WRITTEN EXERCISE 1
Which lines of the records below contain the word "yellow"? Return every one of them.

EXTRACT

★ ★ ★

The SQL Injection Flaws:

When you bypass filter process for incoming data input and uploads this unfiltered data to the SQL server, browser, or XSS, LDAP server, and/or elsewhere, it results in web security vulnerability. Attackers, hackers, and crackers can insert command lines in these vulnerable segments. You lose your data in case of such injection breach. If the SQL is successful, the attacker can add or delete database and access e-mails, passwords, and private information of website users.

Measures to remain safe:

  1. Never and by thumb rule, never-ever upload any unfiltered inputs, not even one. Single web security vulnerability is enough to bring the entire website down.
  2. Do not even put the SQL query into another query if the database is not trusted. When the database is secure, SQL query generation must be filtered. Remove or block all the inputs from untrustworthy sources.
  3. Never use blacklist sources to get results. Always use authentic sources and white hat techniques.

Broken Authentication:

Authentication refers to credentials verification of a user. Authentication mechanism could be put down by faulty credential functions including change of password, forget password, account update, and other functions. Thus, broken authentication can arise multiple causes for example; URL displays the session id, improper encryption of the password, breakage of password encryption in transits, predictable session ids, unimplemented timeout strategy, and missing SSL, etc.

Measures to remain safe:

Implementing a framework is the safest and swiftest answer to such web security vulnerability. If you wish to design your own code, then you must educate yourself on the drawbacks of Authentication.

XSS or Cross-Site Scripting:

Cross Site Scripting is result of input sanitization failure. Attackers can use cross-site scripting by planting a link, a JavaScript tag, HTML or client side scripts into webpage viewed by users. As a result, the browser will not able to verify whether the incoming requests coming from the same domain and it will bypass the access controls. An attacker can gain control to sensitive page content, cookies and other client side objects.

Measures to remain safe:

When HTML code should not be shared with anyone, it could welcome attacker to make HTML injection attack therefore, it is necessary to hide HTML code from users.

Convert all the HTML characters to their escaped counterparts, for example, will return to as .

Insecure Direct Object References:

Developer or a trusted user might leave a file, URL or database parameter i.e. an internal implementation object vulnerable without authentication. Attackers can exploit other objects that has broken authorization or not enforced and intercept, as they want. One such common vulnerability is the password reset option where an attacker can modify username field in the URL and reset the password. For example, if download.php module lets users to download files with the help of a CGI (common gateway interface) parameter but the developer has not authorized the code then, attacker can take advantage of it.

Measures to remain safe:

Use appropriate, consistent, and encoded authorization all across the site. Store all data internally but do not rely on data transmitting from client using CGI parameter.

★ ★ ★

WRITTEN EXERCISE 2
Could you continue the text above on web security vulnerabilities, starting after its last sentence?

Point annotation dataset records
★ ★ ★

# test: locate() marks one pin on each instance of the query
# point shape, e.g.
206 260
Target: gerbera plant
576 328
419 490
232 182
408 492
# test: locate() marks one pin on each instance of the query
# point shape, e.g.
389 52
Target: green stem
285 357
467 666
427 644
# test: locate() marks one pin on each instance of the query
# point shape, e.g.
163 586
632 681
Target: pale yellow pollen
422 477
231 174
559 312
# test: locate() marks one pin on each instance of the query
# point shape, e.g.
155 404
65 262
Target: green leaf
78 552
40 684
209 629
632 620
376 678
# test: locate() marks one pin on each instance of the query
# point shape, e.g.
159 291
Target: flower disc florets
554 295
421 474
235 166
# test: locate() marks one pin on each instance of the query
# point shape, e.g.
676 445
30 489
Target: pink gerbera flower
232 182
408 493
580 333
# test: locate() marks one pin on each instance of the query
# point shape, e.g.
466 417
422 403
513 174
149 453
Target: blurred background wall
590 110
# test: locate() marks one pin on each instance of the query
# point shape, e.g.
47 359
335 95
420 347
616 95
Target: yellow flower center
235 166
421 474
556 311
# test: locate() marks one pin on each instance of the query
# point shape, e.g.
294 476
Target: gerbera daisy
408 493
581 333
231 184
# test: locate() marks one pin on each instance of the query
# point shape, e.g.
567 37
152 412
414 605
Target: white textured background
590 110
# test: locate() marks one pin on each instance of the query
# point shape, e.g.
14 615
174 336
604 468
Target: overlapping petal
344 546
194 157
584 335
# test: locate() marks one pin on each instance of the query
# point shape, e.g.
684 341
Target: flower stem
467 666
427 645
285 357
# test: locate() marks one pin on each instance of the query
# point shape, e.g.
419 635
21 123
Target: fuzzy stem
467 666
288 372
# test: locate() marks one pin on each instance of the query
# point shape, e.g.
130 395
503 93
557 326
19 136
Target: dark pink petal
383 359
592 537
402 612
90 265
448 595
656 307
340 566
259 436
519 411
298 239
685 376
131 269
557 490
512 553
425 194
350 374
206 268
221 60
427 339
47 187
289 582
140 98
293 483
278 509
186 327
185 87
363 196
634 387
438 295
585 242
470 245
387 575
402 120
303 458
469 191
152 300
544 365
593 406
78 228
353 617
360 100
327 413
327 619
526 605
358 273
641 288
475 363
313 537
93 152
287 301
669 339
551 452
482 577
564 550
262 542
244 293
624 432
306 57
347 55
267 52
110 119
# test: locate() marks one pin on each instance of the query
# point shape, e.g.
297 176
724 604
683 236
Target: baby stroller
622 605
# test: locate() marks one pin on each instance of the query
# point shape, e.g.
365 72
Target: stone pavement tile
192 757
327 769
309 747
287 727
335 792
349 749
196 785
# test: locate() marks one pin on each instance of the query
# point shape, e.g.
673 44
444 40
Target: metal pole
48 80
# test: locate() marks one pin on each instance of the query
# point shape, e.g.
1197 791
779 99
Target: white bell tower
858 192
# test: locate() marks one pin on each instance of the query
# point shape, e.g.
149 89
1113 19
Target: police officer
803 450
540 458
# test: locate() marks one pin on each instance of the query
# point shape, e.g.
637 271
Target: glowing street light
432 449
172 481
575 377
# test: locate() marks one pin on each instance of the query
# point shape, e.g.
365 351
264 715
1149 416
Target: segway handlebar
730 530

★ ★ ★

ANSWER 1
Target: pale yellow pollen
Target: yellow flower center

ANSWER 2
Improper Security Configuration:

There are more than one ways in which the security configuration might be left vulnerable.

  • Improper configurations,
  • Inadequate encryption strength,
  • Improper debugging configurations,
  • Outdated plug-in and software,
  • Outdated frameworks,
  • Not resetting keys on regular intervals, and
  • Not resetting default passwords on regular intervals.

The above are a few well-known vulnerabilities found in web security configuration.

Measures to remain safe:

An automated, build and deploy system to run tests on deployment is highly recommended. Do not implement codes without securing them with encrypted passwords. Built in security and development stuff is helpful as well.

Exposure of the Sensitive Data:

It is a common misconception that all sensitive data by default is encrypted. However, all data remains in a plain text during transition. Stored data or travelling data, including credit card information, passwords, personal details of the users, administrators and visitors, must be hashed and encrypted to save it from hackers and crackers.

Measures to remain safe:

It is mandatory that you ensure encryption of all the sensitive data, at all times.

  1. Use strong encryption/crypto algorithm. AES at least 256 bits and RSA at least 2048 bits are safe standards.
  2. Unhook the session ids and other sensitive data in the URLs.
  3. Secure sensitive cookies with secure flags.
  4. Use original, authentic and proper SSL certificates along with Perfect Forward Secrecy.
  5. Do not store unnecessary sensitive data on your servers.
  6. Never store credit card information on your servers.
  7. Use secure, reliable, recommended, and highly authentic payment processors.
  8. Do not store encryption keys near the data being protected. Store encryption keys separately and in a private secured environment.
  9. Keep backups in encrypted environment and update them regularly.

A MOP-Up word:

The reason behind web security vulnerability is outdated software and lack of security awareness, which could drag the organization to a disaster situation. Whether he/she is a programmer, project manager, or developer, they should recognize the importance of application and website security. Taking inadequate care of basic security measures may harm the reputation of the most important web service.